_Stored data_:
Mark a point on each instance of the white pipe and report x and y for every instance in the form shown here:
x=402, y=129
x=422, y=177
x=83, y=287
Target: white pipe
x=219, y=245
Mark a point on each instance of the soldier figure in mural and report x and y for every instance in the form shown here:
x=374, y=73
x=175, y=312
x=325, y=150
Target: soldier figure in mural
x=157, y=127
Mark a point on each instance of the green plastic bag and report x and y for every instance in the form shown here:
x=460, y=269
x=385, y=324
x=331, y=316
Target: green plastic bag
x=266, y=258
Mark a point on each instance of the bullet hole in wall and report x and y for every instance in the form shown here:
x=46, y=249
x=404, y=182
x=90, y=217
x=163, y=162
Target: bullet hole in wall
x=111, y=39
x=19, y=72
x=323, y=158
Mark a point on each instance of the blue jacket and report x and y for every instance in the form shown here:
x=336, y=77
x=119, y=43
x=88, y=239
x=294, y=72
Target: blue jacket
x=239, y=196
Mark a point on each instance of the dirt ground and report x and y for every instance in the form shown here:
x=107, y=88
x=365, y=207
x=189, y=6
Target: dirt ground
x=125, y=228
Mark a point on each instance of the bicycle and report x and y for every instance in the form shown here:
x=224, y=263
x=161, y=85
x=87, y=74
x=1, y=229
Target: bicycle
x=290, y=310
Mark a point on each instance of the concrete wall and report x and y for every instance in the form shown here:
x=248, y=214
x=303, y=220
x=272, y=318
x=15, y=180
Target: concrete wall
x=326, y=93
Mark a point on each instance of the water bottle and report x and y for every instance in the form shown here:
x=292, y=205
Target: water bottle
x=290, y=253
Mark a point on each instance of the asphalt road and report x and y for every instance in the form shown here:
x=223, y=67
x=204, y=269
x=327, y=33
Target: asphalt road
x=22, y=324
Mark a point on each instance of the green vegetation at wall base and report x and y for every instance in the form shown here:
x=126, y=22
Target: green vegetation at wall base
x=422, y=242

_Exercise objective_:
Reproduce the material. Keep every word as written.

_Response_:
Mark a point on each instance of the white pipe and report x and y for every instance in the form shown here:
x=402, y=129
x=422, y=177
x=83, y=287
Target: white pipe
x=219, y=245
Mark a point on each instance of the soldier figure in mural and report x and y for every instance in the form shown here:
x=374, y=73
x=175, y=312
x=325, y=150
Target: soldier figure in mural
x=157, y=127
Mark a point on each instance of the green plastic bag and report x and y for every instance in the form shown here:
x=460, y=269
x=385, y=324
x=331, y=316
Target: green plastic bag
x=266, y=258
Mark a point on each instance of the bullet hole in wall and report x and y for every instance in the form shown here:
x=46, y=249
x=404, y=182
x=90, y=217
x=163, y=162
Target: bullet hole in wall
x=111, y=39
x=19, y=72
x=323, y=158
Mark a point on each instance of the blue jacket and report x and y for every instance in the form shown here:
x=336, y=77
x=119, y=43
x=88, y=239
x=294, y=72
Target: blue jacket
x=239, y=196
Mark a point on each instance of the dirt ground and report x and y for every instance in the form shown here:
x=107, y=88
x=365, y=207
x=189, y=6
Target: dirt ground
x=125, y=228
Mark a point on each instance of the bicycle and report x and y for every instance in the form shown here:
x=224, y=263
x=161, y=85
x=87, y=74
x=1, y=229
Target: bicycle
x=290, y=310
Mark a point on each instance of the concrete wall and report x and y for every instance in the form shown here:
x=248, y=214
x=303, y=220
x=272, y=318
x=15, y=180
Target: concrete wall
x=326, y=93
Mark a point on each instance of the water bottle and report x and y for every instance in the form shown here:
x=292, y=205
Target: water bottle
x=290, y=253
Mark a point on each instance of the asphalt road and report x and y for every instance in the form shown here:
x=223, y=67
x=204, y=269
x=327, y=33
Target: asphalt road
x=22, y=324
Mark a point on each instance of the green vegetation at wall base and report x and y for every instance in the form shown here:
x=126, y=22
Target: green vegetation at wall base
x=422, y=242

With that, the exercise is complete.